--- SOURCE MATERIAL ---
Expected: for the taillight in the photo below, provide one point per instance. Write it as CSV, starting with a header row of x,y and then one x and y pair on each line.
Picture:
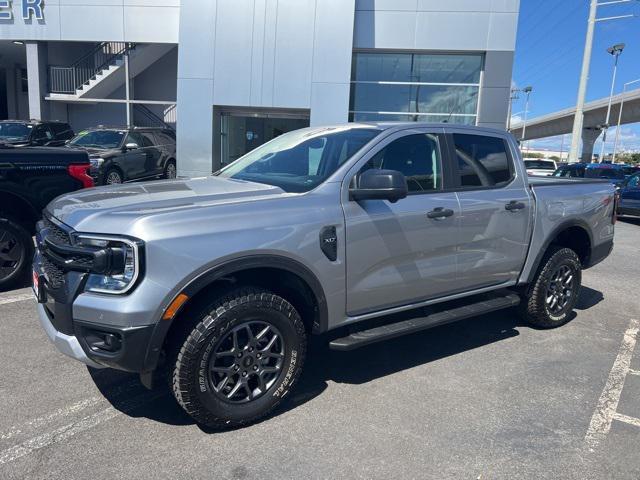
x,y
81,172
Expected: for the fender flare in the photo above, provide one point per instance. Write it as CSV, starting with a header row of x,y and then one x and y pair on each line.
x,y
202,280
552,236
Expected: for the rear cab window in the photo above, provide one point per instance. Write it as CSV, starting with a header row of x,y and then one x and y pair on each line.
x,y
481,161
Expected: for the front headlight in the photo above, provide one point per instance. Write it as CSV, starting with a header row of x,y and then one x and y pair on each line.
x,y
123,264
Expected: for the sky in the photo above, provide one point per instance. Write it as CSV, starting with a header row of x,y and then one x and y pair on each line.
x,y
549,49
---
--- SOURCE MATERIAL ---
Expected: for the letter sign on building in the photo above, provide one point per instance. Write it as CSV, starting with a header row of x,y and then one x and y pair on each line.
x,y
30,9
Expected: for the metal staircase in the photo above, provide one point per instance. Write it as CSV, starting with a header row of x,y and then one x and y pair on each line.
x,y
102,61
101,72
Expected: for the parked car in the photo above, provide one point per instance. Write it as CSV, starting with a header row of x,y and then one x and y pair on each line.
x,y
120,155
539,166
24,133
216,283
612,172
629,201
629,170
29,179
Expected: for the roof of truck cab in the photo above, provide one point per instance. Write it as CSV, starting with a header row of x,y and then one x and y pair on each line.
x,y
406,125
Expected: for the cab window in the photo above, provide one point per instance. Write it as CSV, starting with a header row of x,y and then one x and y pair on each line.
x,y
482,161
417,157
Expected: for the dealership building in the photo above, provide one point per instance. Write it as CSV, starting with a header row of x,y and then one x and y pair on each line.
---
Of the lines above, retype only those from the line containing "Expected: for the parked" through the line containing "Expected: for the dealership", including both, exactly.

Expected: for the parked car in the photo above, provide one point per instance. Write it as CSV, starting with a header row of x,y and then one x and y pair on each line.
x,y
120,155
539,166
24,133
216,283
612,172
629,201
629,170
29,179
Expected: for the roof of truck cab in the photo above, provide one point per instance. Write it as CSV, starting with a header row of x,y and then one x and y pair on each line.
x,y
406,125
Expected: for the cab window in the photo above, provide one point per instance. Write it as CSV, starting with a header row of x,y and then one x and y pair on each line.
x,y
482,161
417,157
Expected: for the dealership building in the photo above, provide one point per instance. Write it as CSV, starting with a header row of x,y and then one x and y pair on each line.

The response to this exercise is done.